(PROBLEM REQUIREMENTS): Pull out every line of the material that contains the string "twig" and copy each one in full. Match case exactly, so a line with the string in different capitalization does not count.
───
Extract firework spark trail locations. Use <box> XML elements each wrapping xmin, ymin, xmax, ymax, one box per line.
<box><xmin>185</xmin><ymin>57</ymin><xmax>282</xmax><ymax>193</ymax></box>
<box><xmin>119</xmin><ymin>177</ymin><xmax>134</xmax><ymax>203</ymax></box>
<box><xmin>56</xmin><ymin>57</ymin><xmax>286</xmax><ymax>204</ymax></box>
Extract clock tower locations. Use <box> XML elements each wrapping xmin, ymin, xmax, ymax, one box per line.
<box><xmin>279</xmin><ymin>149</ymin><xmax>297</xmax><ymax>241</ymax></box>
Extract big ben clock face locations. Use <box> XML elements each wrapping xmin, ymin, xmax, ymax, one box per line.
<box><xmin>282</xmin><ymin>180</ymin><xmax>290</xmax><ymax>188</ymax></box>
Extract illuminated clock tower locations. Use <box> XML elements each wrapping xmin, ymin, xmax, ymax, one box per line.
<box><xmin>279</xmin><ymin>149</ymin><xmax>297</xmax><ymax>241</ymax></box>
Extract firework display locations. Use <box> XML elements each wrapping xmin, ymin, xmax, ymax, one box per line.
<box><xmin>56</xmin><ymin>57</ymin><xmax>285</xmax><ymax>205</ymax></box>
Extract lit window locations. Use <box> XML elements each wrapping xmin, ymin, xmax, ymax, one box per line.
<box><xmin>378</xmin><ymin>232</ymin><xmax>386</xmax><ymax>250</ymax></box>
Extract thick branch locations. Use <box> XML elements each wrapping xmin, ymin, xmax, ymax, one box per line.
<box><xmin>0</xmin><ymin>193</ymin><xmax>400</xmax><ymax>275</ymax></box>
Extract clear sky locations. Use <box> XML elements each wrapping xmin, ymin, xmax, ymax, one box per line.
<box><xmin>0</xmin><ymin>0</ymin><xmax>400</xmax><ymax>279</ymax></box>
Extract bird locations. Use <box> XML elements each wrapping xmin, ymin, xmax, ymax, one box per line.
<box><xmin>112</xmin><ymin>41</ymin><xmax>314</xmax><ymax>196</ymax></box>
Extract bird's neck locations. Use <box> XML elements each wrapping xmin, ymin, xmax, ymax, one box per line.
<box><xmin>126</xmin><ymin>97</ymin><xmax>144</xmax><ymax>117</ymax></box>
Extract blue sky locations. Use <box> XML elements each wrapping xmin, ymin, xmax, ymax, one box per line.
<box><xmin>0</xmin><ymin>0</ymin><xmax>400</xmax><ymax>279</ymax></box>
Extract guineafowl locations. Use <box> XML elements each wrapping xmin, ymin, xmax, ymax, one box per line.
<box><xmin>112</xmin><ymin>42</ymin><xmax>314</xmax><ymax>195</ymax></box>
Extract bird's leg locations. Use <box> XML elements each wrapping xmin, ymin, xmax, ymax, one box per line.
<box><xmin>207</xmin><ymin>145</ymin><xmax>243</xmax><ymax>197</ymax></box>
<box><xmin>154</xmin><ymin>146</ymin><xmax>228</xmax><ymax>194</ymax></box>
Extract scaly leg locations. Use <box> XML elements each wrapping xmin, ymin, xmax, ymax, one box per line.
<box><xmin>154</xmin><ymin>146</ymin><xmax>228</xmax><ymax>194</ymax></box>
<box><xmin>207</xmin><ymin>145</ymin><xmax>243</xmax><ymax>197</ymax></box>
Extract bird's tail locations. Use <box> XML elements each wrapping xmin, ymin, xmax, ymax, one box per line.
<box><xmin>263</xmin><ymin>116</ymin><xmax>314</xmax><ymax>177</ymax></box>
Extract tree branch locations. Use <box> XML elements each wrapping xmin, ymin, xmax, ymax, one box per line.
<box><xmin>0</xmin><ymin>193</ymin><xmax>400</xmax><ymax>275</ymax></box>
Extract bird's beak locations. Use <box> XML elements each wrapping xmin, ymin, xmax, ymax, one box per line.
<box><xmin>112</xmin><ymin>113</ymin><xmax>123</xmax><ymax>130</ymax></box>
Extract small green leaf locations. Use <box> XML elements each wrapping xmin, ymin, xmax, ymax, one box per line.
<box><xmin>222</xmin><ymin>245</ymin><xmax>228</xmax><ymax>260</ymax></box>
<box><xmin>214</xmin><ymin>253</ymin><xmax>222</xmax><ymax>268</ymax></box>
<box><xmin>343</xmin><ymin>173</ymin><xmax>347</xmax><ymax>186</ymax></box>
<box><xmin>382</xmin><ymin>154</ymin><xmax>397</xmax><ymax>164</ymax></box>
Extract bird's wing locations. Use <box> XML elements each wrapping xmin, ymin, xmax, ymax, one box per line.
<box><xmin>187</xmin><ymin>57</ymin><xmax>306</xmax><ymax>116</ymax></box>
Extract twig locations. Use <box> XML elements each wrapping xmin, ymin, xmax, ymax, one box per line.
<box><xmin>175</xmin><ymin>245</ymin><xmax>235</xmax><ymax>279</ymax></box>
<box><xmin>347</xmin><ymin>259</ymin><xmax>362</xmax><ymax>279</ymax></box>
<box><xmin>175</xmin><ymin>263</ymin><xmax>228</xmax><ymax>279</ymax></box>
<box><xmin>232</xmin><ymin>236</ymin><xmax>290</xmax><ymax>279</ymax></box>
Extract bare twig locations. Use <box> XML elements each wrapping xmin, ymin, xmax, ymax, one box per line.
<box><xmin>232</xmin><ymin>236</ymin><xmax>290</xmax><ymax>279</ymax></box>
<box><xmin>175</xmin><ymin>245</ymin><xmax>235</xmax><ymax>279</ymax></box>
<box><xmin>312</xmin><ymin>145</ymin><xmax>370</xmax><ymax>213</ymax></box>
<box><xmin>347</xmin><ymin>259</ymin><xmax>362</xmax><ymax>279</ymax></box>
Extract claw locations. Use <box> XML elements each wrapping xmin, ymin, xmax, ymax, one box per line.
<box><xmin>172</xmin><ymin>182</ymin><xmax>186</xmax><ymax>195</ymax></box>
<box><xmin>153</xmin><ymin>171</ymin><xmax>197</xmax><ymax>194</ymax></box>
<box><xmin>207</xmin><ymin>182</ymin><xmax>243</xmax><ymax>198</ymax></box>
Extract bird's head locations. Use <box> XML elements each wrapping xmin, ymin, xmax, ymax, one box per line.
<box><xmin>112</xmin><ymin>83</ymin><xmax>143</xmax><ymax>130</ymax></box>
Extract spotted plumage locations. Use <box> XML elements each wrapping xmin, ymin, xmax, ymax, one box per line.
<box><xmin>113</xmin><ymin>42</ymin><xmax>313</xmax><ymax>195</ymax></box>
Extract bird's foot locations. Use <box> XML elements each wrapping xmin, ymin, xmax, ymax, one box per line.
───
(RESULT FOR THIS EXERCISE):
Extract twig locations. Use <box> XML elements each wrapping xmin, ymin, xmax, ymax, one box per line.
Extract bare twig locations. Use <box> XML elements each wrapping xmin, ymin, xmax, ymax, one box per line.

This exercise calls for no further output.